Wilfredo Leon i Vital Heynen

i

Autor: Jacek Kozioł/Super Express Wilfredo Leon i Vital Heynen na zgrupowaniu kadry w Zakopanem

Trener siatkarzy Vital Heynen dla "SE": Wilfredo Leon będzie od początku na obozie kadry [WYWIAD]

2019-03-26 17:48

– Do reprezentacji Polski przychodzisz, by stawać się coraz lepszym siatkarzem, musisz tego chcieć. Dotyczy to także Wilfredo Leona. Jak ktoś nie będzie chciał, no to mamy problem – mówi „Super Expressowi” Vital Heynen, selekcjoner reprezentacji Polski siatkarzy po powrocie z Włoch, gdzie rozmawiał z polskim Kubańczykiem o nadchodzącym sezonie kadry.

– Wilfredo może po raz pierwszy zagrać oficjalnie dopiero pod koniec lipca. A kiedy pojawi się na obozie reprezentacji?

– Na 17 maja zaplanowaliśmy start zgrupowania, na które powołam prawdopodobnie 25 siatkarzy. W tym gronie będzie Leon. Zacznie z nami pracę od początku, przyjedzie tak jak wszyscy w pierwszej turze i mając ten sam program przygotowań. Oczywiście wiadomo, że nie będzie mógł jeszcze grać w Lidze Narodów, ale to nic nie zmienia. Pewną przeszkodą dla niego mogą być jedynie terminy końcówki sezonu w lidze włoskiej.

-=-=-

### Polecenia
**A.** Zamień w wywiadzie z Vitalem Heynenem „reprezentacji Polski” na „kadry narodowej” i przepisz fragment, zaczynając od „Trener siatkarzy Vital” i ciągnąc go aż do „nadchodzącym sezonie kadry.”.
**B.** Proszę dopisać dalszy ciąg wywiadu z Vitalem Heynenem, zaczynając zaraz po jego ostatnim zdaniu.
Rekordy stanowią materiał odrębny od wywiadu z Vitalem Heynenem.

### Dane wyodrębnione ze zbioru
-=-=-

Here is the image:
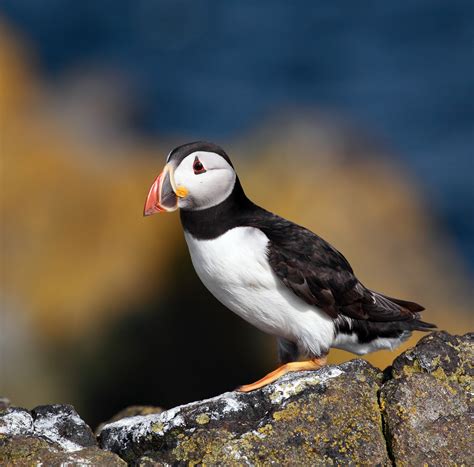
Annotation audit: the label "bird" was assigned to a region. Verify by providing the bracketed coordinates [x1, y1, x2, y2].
[144, 141, 436, 392]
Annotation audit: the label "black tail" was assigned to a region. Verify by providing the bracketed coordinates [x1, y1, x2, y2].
[384, 295, 437, 332]
[408, 319, 437, 332]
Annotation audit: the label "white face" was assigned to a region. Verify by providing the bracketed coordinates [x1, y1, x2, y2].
[174, 151, 236, 210]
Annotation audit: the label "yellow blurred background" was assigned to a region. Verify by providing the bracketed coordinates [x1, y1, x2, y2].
[0, 21, 473, 423]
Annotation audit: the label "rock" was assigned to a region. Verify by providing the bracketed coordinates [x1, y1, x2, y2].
[380, 332, 474, 465]
[100, 360, 390, 465]
[0, 436, 127, 467]
[0, 332, 474, 467]
[392, 332, 474, 392]
[96, 405, 163, 434]
[0, 396, 10, 412]
[31, 404, 97, 452]
[0, 405, 126, 466]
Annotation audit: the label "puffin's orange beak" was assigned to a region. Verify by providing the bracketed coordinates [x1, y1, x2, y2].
[143, 164, 178, 216]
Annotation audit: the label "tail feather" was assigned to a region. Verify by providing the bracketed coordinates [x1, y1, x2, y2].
[379, 294, 425, 313]
[409, 319, 437, 332]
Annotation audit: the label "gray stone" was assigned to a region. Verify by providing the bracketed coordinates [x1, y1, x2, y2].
[380, 332, 474, 465]
[100, 360, 390, 465]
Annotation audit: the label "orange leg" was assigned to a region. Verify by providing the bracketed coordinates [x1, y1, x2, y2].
[237, 357, 326, 392]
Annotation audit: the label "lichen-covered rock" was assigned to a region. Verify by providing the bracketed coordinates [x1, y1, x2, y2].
[0, 332, 474, 467]
[380, 332, 474, 465]
[96, 405, 163, 433]
[31, 404, 97, 452]
[0, 436, 127, 467]
[100, 360, 390, 465]
[392, 332, 474, 393]
[0, 396, 10, 412]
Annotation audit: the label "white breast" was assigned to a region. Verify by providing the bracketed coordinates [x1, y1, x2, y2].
[185, 227, 334, 356]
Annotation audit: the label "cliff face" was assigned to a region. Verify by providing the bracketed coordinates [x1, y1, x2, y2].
[0, 332, 474, 465]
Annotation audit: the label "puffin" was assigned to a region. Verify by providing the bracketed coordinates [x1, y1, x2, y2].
[144, 141, 436, 392]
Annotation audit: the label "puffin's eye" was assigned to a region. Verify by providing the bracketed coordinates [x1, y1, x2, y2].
[193, 156, 206, 175]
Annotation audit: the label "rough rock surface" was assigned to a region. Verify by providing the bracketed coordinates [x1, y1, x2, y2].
[0, 332, 474, 466]
[380, 332, 474, 465]
[0, 404, 126, 466]
[100, 360, 390, 465]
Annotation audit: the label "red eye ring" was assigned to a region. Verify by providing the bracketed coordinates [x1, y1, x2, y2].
[193, 156, 206, 175]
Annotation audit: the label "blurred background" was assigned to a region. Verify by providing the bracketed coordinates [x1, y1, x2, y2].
[0, 0, 474, 425]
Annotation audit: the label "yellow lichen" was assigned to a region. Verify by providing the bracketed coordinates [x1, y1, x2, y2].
[196, 413, 211, 425]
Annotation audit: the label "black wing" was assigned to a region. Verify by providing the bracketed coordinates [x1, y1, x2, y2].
[258, 214, 424, 321]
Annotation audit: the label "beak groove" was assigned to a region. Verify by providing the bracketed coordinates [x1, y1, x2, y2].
[143, 164, 178, 217]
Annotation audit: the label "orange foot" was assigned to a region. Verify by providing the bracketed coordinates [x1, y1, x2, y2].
[237, 357, 326, 392]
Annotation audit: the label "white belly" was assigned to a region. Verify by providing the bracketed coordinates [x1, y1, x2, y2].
[185, 227, 334, 355]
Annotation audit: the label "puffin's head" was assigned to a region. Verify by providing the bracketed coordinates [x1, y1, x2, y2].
[143, 141, 237, 216]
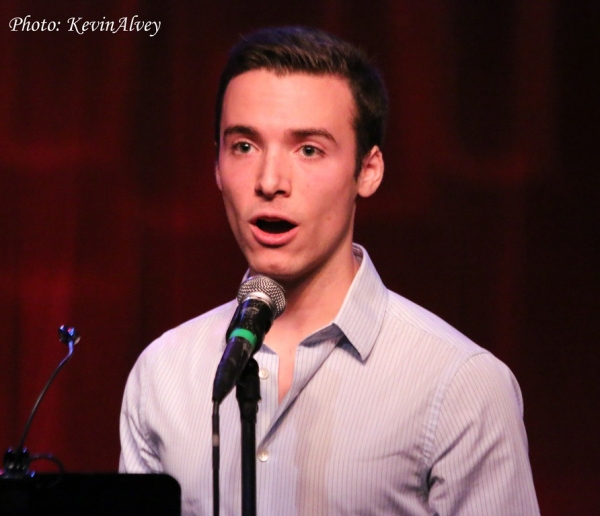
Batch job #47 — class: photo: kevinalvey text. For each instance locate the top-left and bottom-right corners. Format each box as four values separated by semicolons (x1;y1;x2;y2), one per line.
8;14;161;38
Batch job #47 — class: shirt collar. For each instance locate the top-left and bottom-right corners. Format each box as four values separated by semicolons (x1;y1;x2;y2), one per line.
333;244;388;361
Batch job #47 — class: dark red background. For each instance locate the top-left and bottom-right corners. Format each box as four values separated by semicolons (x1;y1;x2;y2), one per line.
0;0;600;515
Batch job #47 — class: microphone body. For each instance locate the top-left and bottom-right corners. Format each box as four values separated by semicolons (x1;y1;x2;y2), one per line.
212;276;285;403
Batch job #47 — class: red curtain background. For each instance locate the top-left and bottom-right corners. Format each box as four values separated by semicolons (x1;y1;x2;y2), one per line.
0;0;600;515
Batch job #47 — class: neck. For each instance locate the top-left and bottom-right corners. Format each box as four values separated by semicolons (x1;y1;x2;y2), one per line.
266;244;360;349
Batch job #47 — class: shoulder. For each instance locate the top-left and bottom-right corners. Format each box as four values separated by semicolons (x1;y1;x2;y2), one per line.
384;291;522;406
136;301;237;368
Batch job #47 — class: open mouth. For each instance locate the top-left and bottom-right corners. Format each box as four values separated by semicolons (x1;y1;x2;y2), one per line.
256;219;296;234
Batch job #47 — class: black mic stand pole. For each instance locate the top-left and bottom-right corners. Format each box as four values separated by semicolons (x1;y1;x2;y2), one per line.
235;358;260;516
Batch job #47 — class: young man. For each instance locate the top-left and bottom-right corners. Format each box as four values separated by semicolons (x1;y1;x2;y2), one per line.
120;28;539;516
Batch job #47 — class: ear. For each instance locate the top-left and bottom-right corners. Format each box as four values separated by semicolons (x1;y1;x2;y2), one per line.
215;158;223;191
357;145;384;201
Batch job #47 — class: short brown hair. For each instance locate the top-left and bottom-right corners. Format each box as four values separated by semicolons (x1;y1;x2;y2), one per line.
215;27;388;174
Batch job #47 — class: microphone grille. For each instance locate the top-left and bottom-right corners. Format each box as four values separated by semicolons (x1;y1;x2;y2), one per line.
238;274;285;319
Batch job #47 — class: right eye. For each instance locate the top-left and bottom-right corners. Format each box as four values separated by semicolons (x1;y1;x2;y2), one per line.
233;142;252;154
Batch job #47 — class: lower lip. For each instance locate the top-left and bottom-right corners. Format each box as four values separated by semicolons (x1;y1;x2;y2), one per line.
250;224;298;247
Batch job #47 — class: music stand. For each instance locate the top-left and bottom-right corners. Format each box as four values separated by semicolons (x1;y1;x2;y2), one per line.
0;473;181;516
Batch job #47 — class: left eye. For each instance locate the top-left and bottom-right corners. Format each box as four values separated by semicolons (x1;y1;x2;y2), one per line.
302;145;319;158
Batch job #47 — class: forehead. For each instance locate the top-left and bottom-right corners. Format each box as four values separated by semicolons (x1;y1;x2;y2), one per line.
221;69;355;130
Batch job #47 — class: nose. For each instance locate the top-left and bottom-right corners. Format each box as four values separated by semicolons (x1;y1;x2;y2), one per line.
254;150;291;198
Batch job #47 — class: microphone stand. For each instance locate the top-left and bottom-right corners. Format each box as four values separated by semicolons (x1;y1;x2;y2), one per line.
235;358;260;516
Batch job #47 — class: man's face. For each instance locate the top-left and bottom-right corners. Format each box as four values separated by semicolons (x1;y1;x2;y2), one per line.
216;70;378;283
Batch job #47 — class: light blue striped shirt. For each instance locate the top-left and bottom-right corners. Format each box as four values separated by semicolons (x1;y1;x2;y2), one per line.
120;246;539;516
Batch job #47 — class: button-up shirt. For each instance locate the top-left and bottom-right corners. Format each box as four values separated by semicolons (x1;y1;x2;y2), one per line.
120;245;539;516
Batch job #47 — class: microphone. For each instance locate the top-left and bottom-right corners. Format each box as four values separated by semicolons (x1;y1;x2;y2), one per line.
212;275;285;403
0;325;81;479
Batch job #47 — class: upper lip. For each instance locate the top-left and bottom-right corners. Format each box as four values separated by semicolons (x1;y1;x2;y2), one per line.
250;212;298;226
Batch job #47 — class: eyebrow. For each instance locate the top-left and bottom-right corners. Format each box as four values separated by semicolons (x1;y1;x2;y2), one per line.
287;127;337;144
223;125;337;144
223;125;258;138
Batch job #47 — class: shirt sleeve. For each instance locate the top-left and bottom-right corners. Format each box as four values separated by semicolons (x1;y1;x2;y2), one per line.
119;353;163;473
428;353;540;516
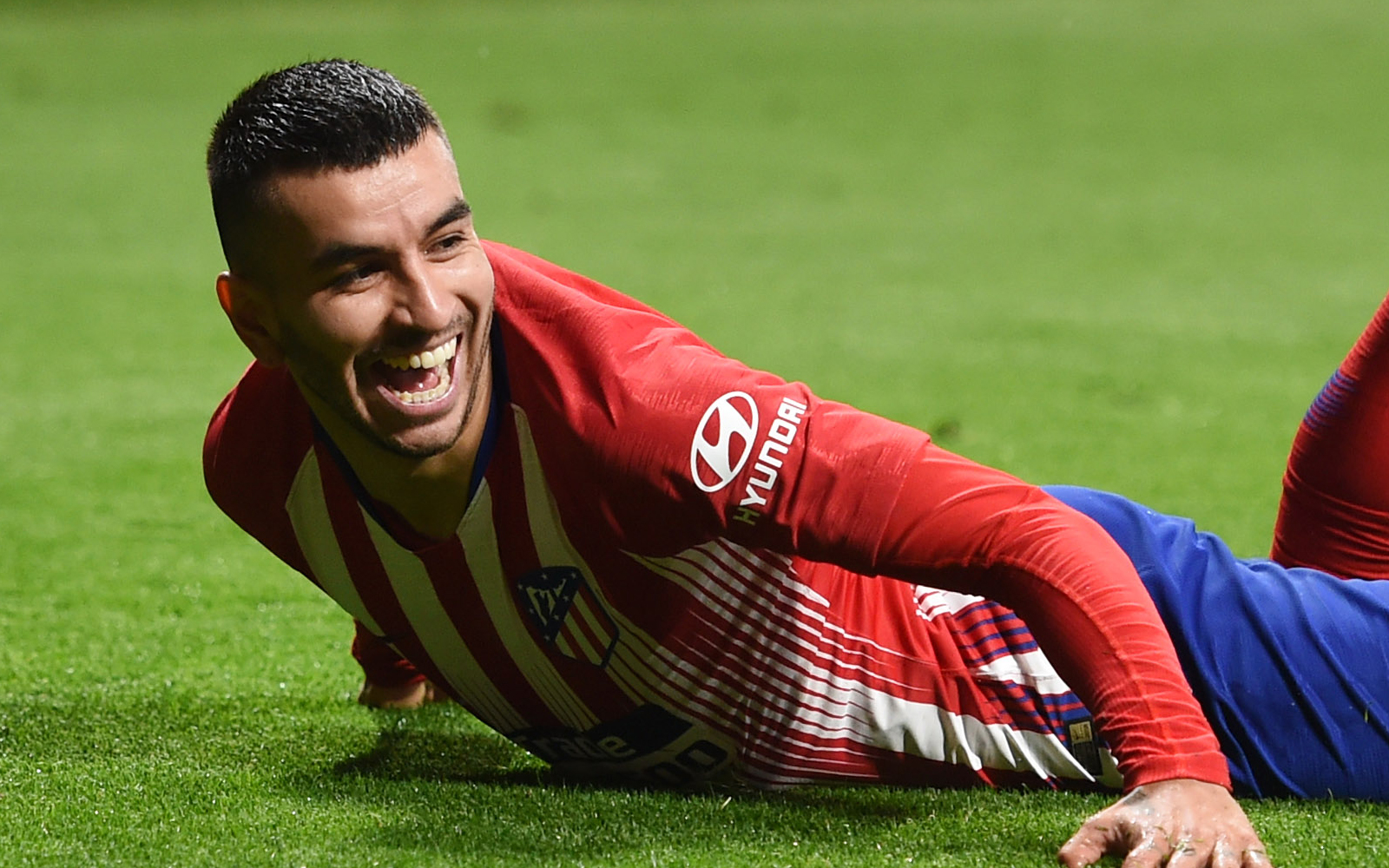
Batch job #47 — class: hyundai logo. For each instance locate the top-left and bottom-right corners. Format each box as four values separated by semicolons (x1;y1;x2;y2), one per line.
690;391;757;493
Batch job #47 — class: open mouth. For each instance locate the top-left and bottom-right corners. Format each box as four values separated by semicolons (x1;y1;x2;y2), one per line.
372;338;458;405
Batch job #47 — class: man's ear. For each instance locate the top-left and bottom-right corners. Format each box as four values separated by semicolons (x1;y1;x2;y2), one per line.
217;271;285;368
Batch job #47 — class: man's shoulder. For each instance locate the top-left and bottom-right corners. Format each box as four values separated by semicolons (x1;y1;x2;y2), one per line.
203;364;314;526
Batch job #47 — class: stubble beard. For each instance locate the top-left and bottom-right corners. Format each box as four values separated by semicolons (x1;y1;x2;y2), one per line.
280;311;491;461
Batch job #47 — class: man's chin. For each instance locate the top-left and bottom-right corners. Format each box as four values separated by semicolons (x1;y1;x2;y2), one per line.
377;424;463;460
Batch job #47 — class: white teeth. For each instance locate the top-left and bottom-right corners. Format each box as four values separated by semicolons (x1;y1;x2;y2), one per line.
380;338;458;371
392;365;453;404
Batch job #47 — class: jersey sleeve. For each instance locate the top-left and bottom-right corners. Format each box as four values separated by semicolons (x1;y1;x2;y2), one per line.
203;364;318;585
498;244;1229;787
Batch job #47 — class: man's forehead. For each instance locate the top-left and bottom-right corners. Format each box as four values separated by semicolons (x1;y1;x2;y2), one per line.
264;139;463;229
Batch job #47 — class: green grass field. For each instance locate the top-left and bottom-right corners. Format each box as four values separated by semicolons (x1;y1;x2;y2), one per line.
0;0;1389;866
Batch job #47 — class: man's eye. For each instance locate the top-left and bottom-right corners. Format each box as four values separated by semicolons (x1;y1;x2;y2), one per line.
433;232;465;253
332;266;379;286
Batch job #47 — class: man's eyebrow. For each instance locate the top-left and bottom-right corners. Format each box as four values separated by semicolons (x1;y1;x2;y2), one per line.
425;199;472;234
310;199;472;271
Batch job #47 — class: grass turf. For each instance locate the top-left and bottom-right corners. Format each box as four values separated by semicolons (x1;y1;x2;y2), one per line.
0;0;1389;866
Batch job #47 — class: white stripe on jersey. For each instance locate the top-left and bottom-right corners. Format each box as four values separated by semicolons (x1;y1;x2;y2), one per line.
634;540;1089;783
285;449;382;636
458;483;602;732
363;514;525;732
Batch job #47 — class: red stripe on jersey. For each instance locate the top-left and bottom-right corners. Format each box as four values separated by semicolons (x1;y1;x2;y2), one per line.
418;537;560;727
314;442;463;703
484;413;634;720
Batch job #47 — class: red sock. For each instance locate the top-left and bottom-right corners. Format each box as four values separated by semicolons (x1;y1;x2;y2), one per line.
1271;288;1389;579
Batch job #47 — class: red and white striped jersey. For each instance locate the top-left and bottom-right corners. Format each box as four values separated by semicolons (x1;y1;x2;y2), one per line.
204;243;1225;786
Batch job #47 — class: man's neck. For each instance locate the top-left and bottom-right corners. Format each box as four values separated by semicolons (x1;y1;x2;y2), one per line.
315;365;491;539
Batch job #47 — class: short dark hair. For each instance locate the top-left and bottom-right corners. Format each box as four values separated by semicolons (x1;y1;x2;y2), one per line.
207;60;443;269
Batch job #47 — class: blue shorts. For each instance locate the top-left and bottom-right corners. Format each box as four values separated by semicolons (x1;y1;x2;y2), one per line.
1046;486;1389;801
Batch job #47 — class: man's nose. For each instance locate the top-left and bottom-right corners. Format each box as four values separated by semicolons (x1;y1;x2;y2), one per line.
396;258;453;332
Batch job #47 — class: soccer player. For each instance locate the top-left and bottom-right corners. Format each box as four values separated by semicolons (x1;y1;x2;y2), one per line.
204;61;1268;866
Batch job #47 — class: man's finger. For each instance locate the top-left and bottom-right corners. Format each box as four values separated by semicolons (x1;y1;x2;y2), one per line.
1121;833;1172;868
1056;828;1106;868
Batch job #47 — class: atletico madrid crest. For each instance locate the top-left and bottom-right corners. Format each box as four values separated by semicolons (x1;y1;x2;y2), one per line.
517;567;618;668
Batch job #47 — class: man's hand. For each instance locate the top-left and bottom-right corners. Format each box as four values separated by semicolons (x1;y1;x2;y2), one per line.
1057;779;1271;868
357;681;446;708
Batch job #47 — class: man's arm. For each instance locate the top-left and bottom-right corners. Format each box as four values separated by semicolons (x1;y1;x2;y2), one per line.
352;620;447;708
877;446;1269;868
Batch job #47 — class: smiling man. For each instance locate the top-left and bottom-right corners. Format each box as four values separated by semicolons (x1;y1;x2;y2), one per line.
204;61;1267;866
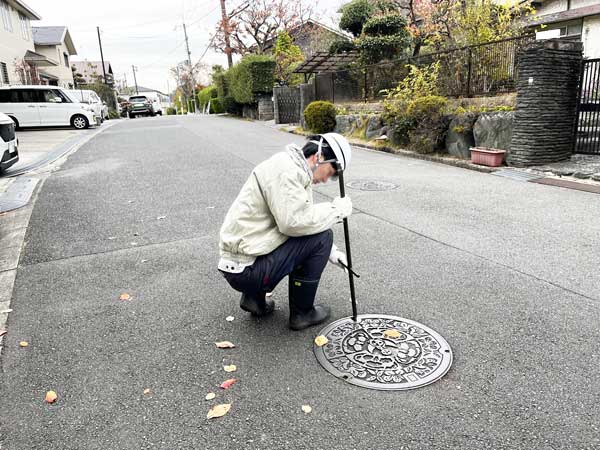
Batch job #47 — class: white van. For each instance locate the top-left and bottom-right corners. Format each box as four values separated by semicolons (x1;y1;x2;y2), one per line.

-=-=-

### Odpowiedzi
**A.**
Trener siatkarzy Vital Heynen dla "SE": Wilfredo Leon będzie od początku na obozie kadry [WYWIAD]

2019-03-26 17:48

– Do kadry narodowej przychodzisz, by stawać się coraz lepszym siatkarzem, musisz tego chcieć. Dotyczy to także Wilfredo Leona. Jak ktoś nie będzie chciał, no to mamy problem – mówi „Super Expressowi” Vital Heynen, selekcjoner kadry narodowej siatkarzy po powrocie z Włoch, gdzie rozmawiał z polskim Kubańczykiem o nadchodzącym sezonie kadry.

**B.**
– Czyli traktuje go pan na równi z innymi graczami.

– Nie da się traktować wszystkich w drużynie równo, jednak traktuję wszystkich fair. Czuję odpowiedzialność za każdego zawodnika, nawet wtedy, kiedy kończymy współpracę. Zawsze zadaję sobie pytanie: co mogę zrobić dla danego siatkarza? I nie ma znaczenia, czy nazywa się Leon, czy Śliwka. Myślę o rozwoju gracza, a największą satysfakcję mam wtedy, kiedy osiąga sukces, mimo że wcześniej wszyscy go skreślali.

– O czym rozmawialiście z Leonem?

– O reprezentacji mówiliśmy... najmniej. Rozmawialiśmy chyba ze trzy godziny. Siedzieliśmy w restauracji tak długo aż nas wyprosili, bo już zamykano. Dla Wilfredo wszystko w sprawach kadrowych jest jasne. Nie musieliśmy się skupiać na siatkówce, więc pogadaliśmy o rodzinie, planach na przyszłość, Kubie i w ogóle o życiu. Leon jest niezwykle kontaktowym człowiekiem.

– Co się zmieni, gdy w zespole pojawi się Wilfredo?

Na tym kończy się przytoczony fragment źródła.